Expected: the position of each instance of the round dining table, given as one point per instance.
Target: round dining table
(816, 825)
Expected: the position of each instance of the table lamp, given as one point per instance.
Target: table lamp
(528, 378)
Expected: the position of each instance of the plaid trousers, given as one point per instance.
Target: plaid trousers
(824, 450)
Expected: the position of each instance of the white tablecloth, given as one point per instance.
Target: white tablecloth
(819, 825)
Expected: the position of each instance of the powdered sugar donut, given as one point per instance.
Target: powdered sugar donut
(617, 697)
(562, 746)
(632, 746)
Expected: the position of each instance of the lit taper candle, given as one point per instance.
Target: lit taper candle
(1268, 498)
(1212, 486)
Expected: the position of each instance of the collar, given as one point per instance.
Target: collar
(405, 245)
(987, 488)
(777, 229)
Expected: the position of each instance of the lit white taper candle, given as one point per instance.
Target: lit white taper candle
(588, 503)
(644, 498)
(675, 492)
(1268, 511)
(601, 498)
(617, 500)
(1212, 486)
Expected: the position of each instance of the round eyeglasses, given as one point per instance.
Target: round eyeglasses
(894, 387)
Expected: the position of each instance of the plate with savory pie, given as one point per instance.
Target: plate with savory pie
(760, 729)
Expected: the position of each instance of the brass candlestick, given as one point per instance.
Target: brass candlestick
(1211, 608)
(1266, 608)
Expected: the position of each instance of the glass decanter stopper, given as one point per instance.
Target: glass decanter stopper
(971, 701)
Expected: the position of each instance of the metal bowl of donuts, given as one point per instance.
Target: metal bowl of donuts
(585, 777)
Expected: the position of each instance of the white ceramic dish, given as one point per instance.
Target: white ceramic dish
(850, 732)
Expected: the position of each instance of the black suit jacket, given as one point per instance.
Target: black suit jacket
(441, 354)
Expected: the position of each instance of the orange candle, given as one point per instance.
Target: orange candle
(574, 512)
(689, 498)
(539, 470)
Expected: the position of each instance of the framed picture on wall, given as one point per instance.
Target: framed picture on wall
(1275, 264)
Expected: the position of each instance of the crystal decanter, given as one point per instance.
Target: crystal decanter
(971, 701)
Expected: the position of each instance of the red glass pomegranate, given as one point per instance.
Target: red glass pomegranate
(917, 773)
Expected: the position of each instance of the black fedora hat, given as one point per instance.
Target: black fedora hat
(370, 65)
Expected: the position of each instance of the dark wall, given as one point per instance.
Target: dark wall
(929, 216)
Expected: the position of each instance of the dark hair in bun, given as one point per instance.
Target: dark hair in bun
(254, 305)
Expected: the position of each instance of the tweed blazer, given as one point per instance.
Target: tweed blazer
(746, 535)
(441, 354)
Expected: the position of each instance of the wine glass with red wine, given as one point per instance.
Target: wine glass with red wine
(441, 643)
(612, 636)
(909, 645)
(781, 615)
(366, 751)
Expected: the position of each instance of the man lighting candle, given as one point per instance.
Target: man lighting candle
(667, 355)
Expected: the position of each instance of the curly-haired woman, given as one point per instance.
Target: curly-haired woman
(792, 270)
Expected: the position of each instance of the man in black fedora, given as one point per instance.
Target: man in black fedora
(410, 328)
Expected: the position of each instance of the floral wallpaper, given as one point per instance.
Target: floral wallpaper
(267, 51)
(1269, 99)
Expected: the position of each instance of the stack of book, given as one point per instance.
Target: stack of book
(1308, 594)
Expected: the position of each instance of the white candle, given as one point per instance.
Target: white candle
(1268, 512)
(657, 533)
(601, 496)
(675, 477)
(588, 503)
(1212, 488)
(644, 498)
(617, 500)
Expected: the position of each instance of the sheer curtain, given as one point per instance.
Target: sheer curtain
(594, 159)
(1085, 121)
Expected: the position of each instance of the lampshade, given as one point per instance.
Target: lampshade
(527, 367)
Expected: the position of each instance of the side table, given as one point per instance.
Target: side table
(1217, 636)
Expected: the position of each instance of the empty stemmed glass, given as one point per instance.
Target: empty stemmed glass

________________________________________

Description of the task: The data above should be returned exactly as written.

Response box:
Expected: the position of each instance of the round dining table, given as one point per instance.
Target: round dining table
(816, 825)
Expected: the position of each instance of the table lamp, given as one point per instance.
Target: table lamp
(528, 378)
Expected: the position of each instance of the plaid trousers, given as one point per instance.
Target: plaid trousers
(824, 450)
Expected: the position of each instance of the white tablecloth, given as one point per instance.
Target: white tablecloth
(819, 825)
Expected: the position of each instance of the powdered sugar donut, given as one point per instance.
Target: powdered sugar donut
(617, 697)
(562, 746)
(632, 746)
Expected: the position of each instance of the lit taper candle, given as one point per instance.
Target: lit taper candle
(1268, 498)
(1212, 486)
Expected: the position of each instance of the collar, given as one point per instance.
Target: collar
(405, 245)
(987, 488)
(777, 229)
Expected: the position of each instance of the lit white taper candle, given as one point per instance.
Target: lit white taper candle
(588, 503)
(644, 498)
(675, 492)
(1268, 511)
(601, 498)
(617, 500)
(1212, 486)
Expected: the position of each instance of the round eyeglasses, given as one point per instance.
Target: round eyeglasses
(894, 387)
Expected: the position of each instance of the plate with savory pie, given as one point per instance.
Target: plate with savory pie
(760, 729)
Expected: the position of each instance of the brass candlestick, given as one point per instance.
Target: brass candlestick
(1211, 608)
(1266, 608)
Expected: the position of each instance of the glass decanter stopper, given as one point per instance.
Target: glass decanter stopper
(971, 701)
Expected: the position of each instance of the metal bowl of donuts, given as one point per instance.
Target: metal bowl of donuts
(585, 777)
Expected: the position of each instance of the white ceramic dish, given as one point per instance.
Target: white ceramic dish
(850, 732)
Expected: the position of each instance of the black suit jacket, given as one point per instance.
Target: black suit jacket
(441, 354)
Expected: the position of each instance of the orange candle, given as one point per instance.
Target: orange candle
(574, 512)
(689, 498)
(539, 470)
Expected: the position of each instance of the framed picture on wall, given as one point per instance.
Target: framed picture on wall
(1275, 264)
Expected: the position of each instance of the crystal decanter, given as one point per instance.
Target: crystal decanter
(971, 701)
Expected: the position of each instance of the red glass pomegranate, given as one point per instance.
Target: red glass pomegranate
(917, 773)
Expected: the position of each instance of the black fedora hat, given as one point per instance.
Target: black fedora hat
(370, 65)
Expected: the position of each instance of the dark wall, given as one point per instance.
Target: dark wall
(929, 216)
Expected: the position of each instance of the dark hair in bun, given as one point per instance.
Target: dark hair in bun
(254, 305)
Expected: the position of each instance of the tweed blazer, given as one point per instance.
Target: tweed blazer
(746, 535)
(441, 354)
Expected: the position of each instance of the wine glass with red wine, given as one point per instance.
Target: wine glass with red wine
(441, 643)
(612, 636)
(909, 645)
(781, 615)
(366, 751)
Expected: the position of each instance of the man lighting candle, given as one point per instance.
Target: man lighting candle
(667, 355)
Expected: the position of each instance of the curly-haired woman, given as one point per instance.
Target: curly-haired woman
(792, 270)
Expected: the position of each instance of the man in black fedora, given as one point per instance.
Target: man in black fedora
(410, 328)
Expected: the position of each instance of the floral wallpaper, given as one point per instance.
Target: floral wallpaper
(267, 51)
(1269, 99)
Expected: the position of each instance of the stack of book, given as one point per instance.
Target: stack of book
(1308, 594)
Expected: the position of each instance of the white candle, given as one point per instance.
Target: white candle
(1268, 512)
(657, 533)
(601, 496)
(675, 477)
(588, 503)
(1212, 488)
(644, 498)
(617, 500)
Expected: the position of each instance of the sheer curtain, given as one point per instance.
Target: sheer curtain
(594, 159)
(1085, 121)
Expected: the position of each instance of the lampshade, given as one point per instance.
Target: lampshade
(527, 367)
Expected: the position of each instance of the side table, given as one point per instance.
Target: side table
(1217, 636)
Expected: the position of each instance of the empty stemmed glass, given as one point per instance.
Target: empty stemmed glass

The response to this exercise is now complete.